→ What to work on:
Identify each line in the items below that contains the word "white" and copy those lines in full. Case matters.

→ Data shown:

• • • • • • •

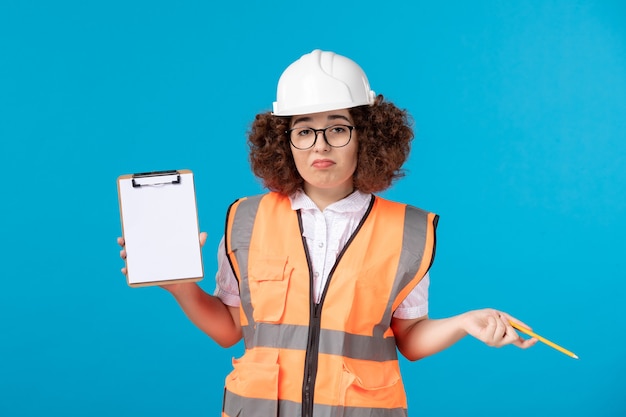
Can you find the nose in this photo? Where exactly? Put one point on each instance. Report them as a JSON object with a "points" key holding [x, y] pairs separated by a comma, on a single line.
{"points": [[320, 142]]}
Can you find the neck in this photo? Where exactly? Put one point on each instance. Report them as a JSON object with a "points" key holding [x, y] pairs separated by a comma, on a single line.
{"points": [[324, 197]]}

• • • • • • •

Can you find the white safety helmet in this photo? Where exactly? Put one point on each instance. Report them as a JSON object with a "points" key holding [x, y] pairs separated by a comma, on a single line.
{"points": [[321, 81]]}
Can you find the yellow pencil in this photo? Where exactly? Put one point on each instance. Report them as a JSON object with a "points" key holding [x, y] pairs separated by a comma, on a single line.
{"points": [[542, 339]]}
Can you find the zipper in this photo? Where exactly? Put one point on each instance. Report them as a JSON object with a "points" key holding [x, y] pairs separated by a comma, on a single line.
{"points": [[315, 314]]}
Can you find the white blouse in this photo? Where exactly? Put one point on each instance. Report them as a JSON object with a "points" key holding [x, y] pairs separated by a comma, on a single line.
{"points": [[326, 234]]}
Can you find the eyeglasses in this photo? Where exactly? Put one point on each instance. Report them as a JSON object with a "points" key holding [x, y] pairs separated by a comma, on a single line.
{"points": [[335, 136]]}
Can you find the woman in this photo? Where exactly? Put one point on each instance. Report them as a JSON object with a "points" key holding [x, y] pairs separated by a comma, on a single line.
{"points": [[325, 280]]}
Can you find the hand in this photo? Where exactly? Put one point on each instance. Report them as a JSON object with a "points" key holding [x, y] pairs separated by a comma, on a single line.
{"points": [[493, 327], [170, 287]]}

• • • • • • •

→ Result of this task:
Can you find the white safety helmet in this photo? Where exactly? Put one point on each instance. Report them as a JSON object with a "points" key holding [x, y] pairs separated by a comma, on a single line.
Can you find the white blouse in this photo? Where exactly? Put one point on each instance. Report them as a JSON object with a "points" key holding [x, y] pairs separated by a comma, on a single line.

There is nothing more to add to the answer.